## Problem set
1 - Reproduce the passage of the influenza vaccine abstract verbatim, starting at the words "METHODS Using longitudinal" and ending after the words "completely unvaccinated households.".
2 - According to the influenza vaccine abstract, which households had the highest influenza incidence, and what was that rate?

## Passage shown
--- START ---

TitleEffectiveness of Influenza Vaccines in the HIVE household cohort over 8 years: is there evidence of indirect protection?
BACKGROUND The evidence that influenza vaccination programs regularly provide protection to unvaccinated individuals (i.e. indirect effects) of a community is lacking. We sought to determine the direct, indirect, and total effects of influenza vaccine in the Household Influenza Vaccine Evaluation (HIVE) cohort.
METHODS Using longitudinal data from the HIVE cohort from 2010-11 through 2017-18, we estimated direct, indirect, and total influenza vaccine effectiveness (VE) and the incidence rate ratio of influenza virus infection using adjusted mixed-effect Poisson regression models. Total effectiveness was determined through comparison of vaccinated members of full or partially vaccinated households to unvaccinated individuals in completely unvaccinated households.
RESULTS The pooled, direct VE against any influenza was 30.2% (14.0-43.4). Direct VE was higher for influenza A/H1N1 43.9% (3.9 to 63.5) and B 46.7% (17.2 to 57.5) than A/H3N2 31.7% (10.5 to 47.8); and was higher for young children 42.4% (10.1 to 63.0) than adults 18.6% (-6.3 to 37.7). Influenza incidence was highest in completely unvaccinated households (10.6 per 100 person-seasons) and lower at all other levels of household vaccination coverage. We found little evidence of indirect VE after adjusting for potential confounders. Total VE was 56.4% (30.1-72.9) in low coverage, 43.2% (19.5-59.9) in moderate coverage, and 33.0% (12.1 to 49.0) in fully vaccinated households.
CONCLUSION Influenza vaccines may have a benefit above and beyond the direct effect but that effect in this study was small. While there may be exceptions, the goal of global vaccine recommendations should remain focused on provision of documented, direct protection to those vaccinated.

--- END ---

## Supplied material

--- START ---

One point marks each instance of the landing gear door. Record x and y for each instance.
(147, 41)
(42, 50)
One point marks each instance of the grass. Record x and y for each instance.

--- END ---

## Task-by-task outputs
1 -
METHODS Using longitudinal data from the HIVE cohort from 2010-11 through 2017-18, we estimated direct, indirect, and total influenza vaccine effectiveness (VE) and the incidence rate ratio of influenza virus infection using adjusted mixed-effect Poisson regression models. Total effectiveness was determined through comparison of vaccinated members of full or partially vaccinated households to unvaccinated individuals in completely unvaccinated households.

2 - Completely unvaccinated households, at 10.6 per 100 person-seasons.